Photo-based referring expression data:
== Segment start ==

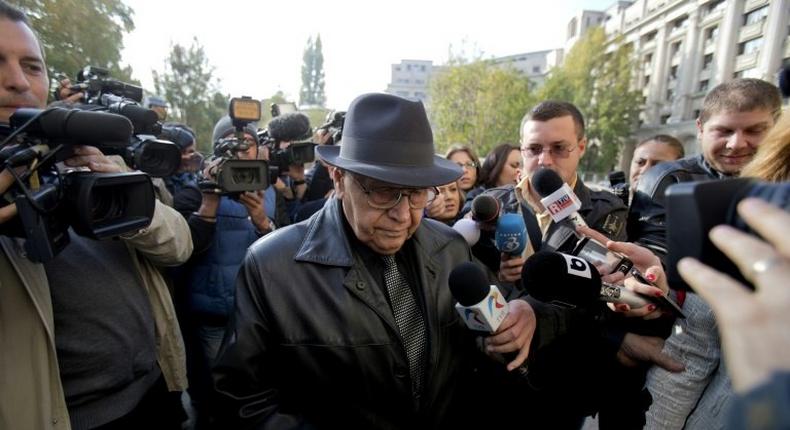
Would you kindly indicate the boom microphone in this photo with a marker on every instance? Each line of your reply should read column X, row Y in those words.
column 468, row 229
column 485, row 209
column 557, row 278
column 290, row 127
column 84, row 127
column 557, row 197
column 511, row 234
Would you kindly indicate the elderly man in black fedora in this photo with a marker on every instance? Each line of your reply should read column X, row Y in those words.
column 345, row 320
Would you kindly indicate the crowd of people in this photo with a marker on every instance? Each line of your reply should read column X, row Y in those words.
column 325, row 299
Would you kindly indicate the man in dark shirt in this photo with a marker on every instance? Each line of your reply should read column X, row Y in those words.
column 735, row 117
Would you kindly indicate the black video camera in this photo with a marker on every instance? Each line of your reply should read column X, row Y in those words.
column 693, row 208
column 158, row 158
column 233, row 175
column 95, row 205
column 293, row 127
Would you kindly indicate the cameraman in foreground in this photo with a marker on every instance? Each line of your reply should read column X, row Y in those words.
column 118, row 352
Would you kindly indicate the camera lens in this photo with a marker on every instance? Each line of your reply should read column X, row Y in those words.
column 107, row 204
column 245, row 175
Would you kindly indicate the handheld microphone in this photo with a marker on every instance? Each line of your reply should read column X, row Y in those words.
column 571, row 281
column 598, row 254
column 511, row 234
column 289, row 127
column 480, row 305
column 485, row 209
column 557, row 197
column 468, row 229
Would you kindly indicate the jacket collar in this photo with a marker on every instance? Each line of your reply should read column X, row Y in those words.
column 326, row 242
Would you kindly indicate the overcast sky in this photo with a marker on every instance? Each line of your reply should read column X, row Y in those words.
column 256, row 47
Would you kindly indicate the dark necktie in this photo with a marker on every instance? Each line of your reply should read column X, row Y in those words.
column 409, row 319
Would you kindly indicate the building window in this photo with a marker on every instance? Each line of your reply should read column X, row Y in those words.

== Segment end ==

## EXERCISE DIRECTIONS
Copy out the data verbatim, with no pictures.

## RESPONSE TO THE EXERCISE
Would you kindly indicate the boom microphone in this photo with a marker on every instance? Each line of your reply should read column X, row Y in those words.
column 468, row 229
column 485, row 209
column 557, row 278
column 290, row 127
column 84, row 127
column 557, row 197
column 511, row 234
Would you kindly indicate the elderly man in black fedora in this photo with a marker on every instance? Each line of your reply should read column X, row Y in those words.
column 345, row 320
Would you kindly indicate the crowd of people in this photo with a marker on every instance? Each line of your reply should read column X, row Y in those words.
column 325, row 299
Would you kindly indicate the man in dark shirt in this photo with a marker on every instance? Each line of your reply should read column X, row Y in those words.
column 735, row 117
Would you kindly indicate the black video camera in this photo with a marker on every instance? Each line of your reply should read column X, row Y in those words.
column 693, row 208
column 158, row 158
column 233, row 175
column 95, row 205
column 293, row 127
Would you kindly indicate the cameraman in foreground in this photo with a marker on every instance? Each line of your reply should read column X, row Y in those words.
column 118, row 352
Would you kindly indicate the camera lens in this photo with a marker on every instance? Each line of your reply should read column X, row Y in those words.
column 107, row 204
column 245, row 175
Would you kindly indicate the handheld microphone in this photo with a marker on every instance? Each line of your reply should read column X, row Y in those words.
column 571, row 281
column 598, row 254
column 511, row 234
column 289, row 127
column 480, row 305
column 485, row 209
column 557, row 197
column 468, row 229
Would you kindly indicate the jacket collar in this photo with a marker on every instance? Each line of your reply should read column X, row Y in those words.
column 326, row 242
Would you kindly indicate the overcast sky in this photo with a marker on every instance? Each line of your reply should read column X, row Y in those words.
column 256, row 47
Would you kindly indicate the dark necktie in this photo with a marker on every instance? Each line of your reply should read column X, row Y in those words.
column 409, row 319
Would you kindly indicate the building window in this photo with a marker on every instance? Each line of your reply should read column X, row Y in those words.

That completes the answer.